• **Extract provided**:

With all of this in mind, what do we do? It does appear that every avenue is a dead-end road. Luckily there are many solutions, and these solutions over time create layers of answers to the issues at hand. If you make the interior of a vehicle out of materials like cork, you have to plant trees. Planting trees creates jobs, planting trees sequesters carbon and produces oxygen. Planting trees is usually for the most part a very good thing that has many benefits beyond the few examples just given. Furthermore, take the engineering a step further in regards to vehicle design high-wear areas such as footwells and seating so that they are easily renewed and manufactured of all-natural materials. The old footwell and seating materials turn into soil when composted properly and whatever underlying supporting metal structure is either capable of being recycled or is at the very least not toxic. The same goes with door panels for example, as well as the rest of the interior. Instead of wearing out the seat, utilize a beautifully designed, simple to remove, and easy to clean seat covers. When necessary change the cover and your seat will look brand new again, and you can even change the color if you want. 

There are other very simple and straightforward engineering solutions that should have been applied to ICE-based vehicles a long time ago, such as onboard oil recycling without disposable filters. It is a well-known fact that there are ways to completely clean the oil/engine lubrication fluid, while an engine is running and to do so without the need for disposable filters. It is a scientific fact and has been known for nearly a hundred years now, but, it just simply has never been applied. At least not until now. We have a working demonstration of this very system. The waste stream mitigation of just this one simple application is staggering.

• **Supplied entries**:

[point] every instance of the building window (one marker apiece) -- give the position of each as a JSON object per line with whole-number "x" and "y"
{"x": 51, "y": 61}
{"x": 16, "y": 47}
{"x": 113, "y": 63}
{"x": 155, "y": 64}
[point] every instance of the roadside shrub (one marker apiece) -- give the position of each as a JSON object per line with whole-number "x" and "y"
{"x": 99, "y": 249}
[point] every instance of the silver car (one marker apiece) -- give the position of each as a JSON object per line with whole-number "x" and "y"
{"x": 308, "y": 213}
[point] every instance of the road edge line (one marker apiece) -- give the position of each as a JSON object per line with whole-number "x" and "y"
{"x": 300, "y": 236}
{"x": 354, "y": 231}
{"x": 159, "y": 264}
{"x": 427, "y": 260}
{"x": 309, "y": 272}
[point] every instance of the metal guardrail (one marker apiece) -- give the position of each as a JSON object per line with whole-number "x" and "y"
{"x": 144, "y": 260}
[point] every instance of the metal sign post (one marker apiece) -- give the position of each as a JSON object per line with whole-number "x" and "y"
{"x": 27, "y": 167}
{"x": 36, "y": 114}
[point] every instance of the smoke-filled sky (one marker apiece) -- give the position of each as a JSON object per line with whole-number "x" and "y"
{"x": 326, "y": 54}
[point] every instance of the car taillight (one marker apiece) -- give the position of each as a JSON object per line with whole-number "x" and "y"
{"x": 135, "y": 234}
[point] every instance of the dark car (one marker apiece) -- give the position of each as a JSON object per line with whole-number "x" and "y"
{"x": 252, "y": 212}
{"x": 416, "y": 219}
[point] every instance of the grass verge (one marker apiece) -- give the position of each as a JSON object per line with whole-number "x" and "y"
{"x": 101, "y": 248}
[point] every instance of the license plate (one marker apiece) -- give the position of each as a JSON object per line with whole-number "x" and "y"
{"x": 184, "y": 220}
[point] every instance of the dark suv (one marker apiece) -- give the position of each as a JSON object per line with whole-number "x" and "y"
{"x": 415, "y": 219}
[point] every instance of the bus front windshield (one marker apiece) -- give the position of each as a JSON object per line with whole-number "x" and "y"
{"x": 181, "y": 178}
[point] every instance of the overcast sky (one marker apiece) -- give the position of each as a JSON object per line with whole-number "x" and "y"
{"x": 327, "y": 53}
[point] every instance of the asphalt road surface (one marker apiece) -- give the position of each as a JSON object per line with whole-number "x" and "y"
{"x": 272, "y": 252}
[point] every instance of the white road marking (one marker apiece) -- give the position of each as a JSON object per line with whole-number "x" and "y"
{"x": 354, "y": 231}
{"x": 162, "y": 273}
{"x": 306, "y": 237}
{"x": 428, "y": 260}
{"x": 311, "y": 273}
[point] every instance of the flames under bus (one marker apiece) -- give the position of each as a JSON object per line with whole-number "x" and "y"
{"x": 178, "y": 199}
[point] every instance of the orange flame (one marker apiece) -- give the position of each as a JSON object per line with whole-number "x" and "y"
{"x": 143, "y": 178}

• **Check your understanding**:
1) Decide whether each statement agrees with the vehicle design passage: (a) the seat covers it describes should be hard to remove, (b) a way to clean engine oil without disposable filters has been known for nearly a hundred years, and (c) planting trees produces oxygen. Answer yes or no for each, quoting the deciding words of the passage.
2) Rewrite the vehicle design passage from the words "There are other" through the words "application is staggering.", swapping "disposable filters" for "replaceable cartridges" throughout.
3) Continue the vehicle design passage, starting after its last sentence.
The records are not needed for any of this work.

• **Responses to the exercise**:
1)
(a) No: "simple to remove, and easy to clean seat covers"
(b) Yes: "has been known for nearly a hundred years now"
(c) Yes: "planting trees sequesters carbon and produces oxygen"

2)
There are other very simple and straightforward engineering solutions that should have been applied to ICE-based vehicles a long time ago, such as onboard oil recycling without replaceable cartridges. It is a well-known fact that there are ways to completely clean the oil/engine lubrication fluid, while an engine is running and to do so without the need for replaceable cartridges. It is a scientific fact and has been known for nearly a hundred years now, but, it just simply has never been applied. At least not until now. We have a working demonstration of this very system. The waste stream mitigation of just this one simple application is staggering.

3)
Instead of creating a new model every year, develop a timeless design that will be maintainable year after year. By not changing the vehicle, parts compatibility, supply chains, business relationships, and all levels of manufacturing and maintenance, as well as remanufacturing and/or disposal will all be streamlined for maximum efficiency. Why go through the resource-intensive process to re-tool, just to manufacture essentially the same thing, slightly different, but to no real gain? It’s an unacceptable and foolish waste, an exercise in futility, that as a species we can no longer afford. With every vehicle made by us, there will be a real investment in efficiency. Approaching manufacturing in this way will be a champion of responsibility and integrity on a large scale like the world has never seen before. The bottom line is that sustainability executed substantively is in fact another way of saying freedom. Freedom is definable as an equation. F= T/N. Freedom = Time/Necessity. The less time you spend meeting your needs the more free you are. This is the underlying goal of all substantively executed sustainability, and I believe an archetype of the human process. 

Sustainability in the automotive sector is not created by taking a vehicle and supplanting the drivetrain from an I.C.E. based platform to an electrified platform. There is so much more to it than that. It may sound like a lot, but it is a demonstration of a baseline of efficiency that should be the norm and not the exception. These are just some of the ways that the approach of Earth Centered Engineering is a reinvention of design, manufacturing, and cradle-to-grave responsibility that underlies the result of the last 20 years of analysis of sustainability that ECE will establish as the benchmark of global standards of sustainability to come. This is the story of envisioning how to adapt and apply an Earth-Centered Engineering approach to the development of personal transportation, mass transit and everything and anything beyond or in between.